* EXCERPTED TEXT:
[Start of Attachment]

Kokua Line: When will people on unemployment in Hawaii have to start searching for jobs again?

Question: President Biden wants states to reinstate job-search requirements for people who are on unemployment. Do you know when Hawaii will do that?

Answer: No, but the director of the state’s Department of Labor and Industrial Relations is scheduled to meet with Gov. David Ige today to discuss it, said DLIR spokesman Bill Kunstman.

Since the pandemic began, Hawaii has waived the requirement that people search for at least three jobs a week while collecting unemployment benefits. The waiver is authorized by federal law.

According to news reports Monday, President Biden has ordered the U.S. Department of Labor to ensure that people throughout the country don’t collect enhanced federal jobless aid if they turn down a suitable job.

Kunstman said it likely “would take a while” to reinstate the job-search requirements and that Hawaii claimants would be notified well in advance.

Q: When job-search requirements are reinstated, how would that affect people who are expecting/hoping to be called back to their previous jobs? Would they have to take a different job if it was offered?

A: That would depend on individual circumstances, Kunstman said, as spelled out in Hawaii labor laws. He cited Hawaii Administrative Rules Chapter 5, Title 12, found at 808ne.ws/uilaw.

[End of Attachment]

* MATERIAL SHOWN:
[Start of Attachment]

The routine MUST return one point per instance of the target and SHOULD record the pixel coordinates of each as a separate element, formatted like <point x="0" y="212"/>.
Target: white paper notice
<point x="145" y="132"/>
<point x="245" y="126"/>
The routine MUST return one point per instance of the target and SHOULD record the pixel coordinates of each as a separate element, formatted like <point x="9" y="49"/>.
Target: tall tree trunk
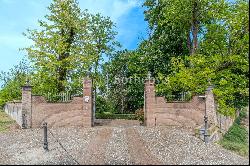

[End of Attachment]

* EXERCISE SET:
1. Could you echo the Kokua Line column from "Since the pandemic" to "well in advance."?
2. In the Kokua Line column, how many jobs a week does Hawaii's waived requirement have people search for while collecting unemployment benefits?
3. Can you sum up the Kokua Line column in two sentences?

* SOLUTION SET:
1.
Since the pandemic began, Hawaii has waived the requirement that people search for at least three jobs a week while collecting unemployment benefits. The waiver is authorized by federal law.

According to news reports Monday, President Biden has ordered the U.S. Department of Labor to ensure that people throughout the country don’t collect enhanced federal jobless aid if they turn down a suitable job.

Kunstman said it likely “would take a while” to reinstate the job-search requirements and that Hawaii claimants would be notified well in advance.

2. At least three jobs a week.

3. Hawaii has waived its weekly job-search requirement for unemployment claimants since the pandemic began, and a DLIR spokesman said reinstating it would likely take a while, with claimants notified well in advance. Whether people hoping to return to their previous jobs would have to take a different offered job would depend on individual circumstances under Hawaii labor laws.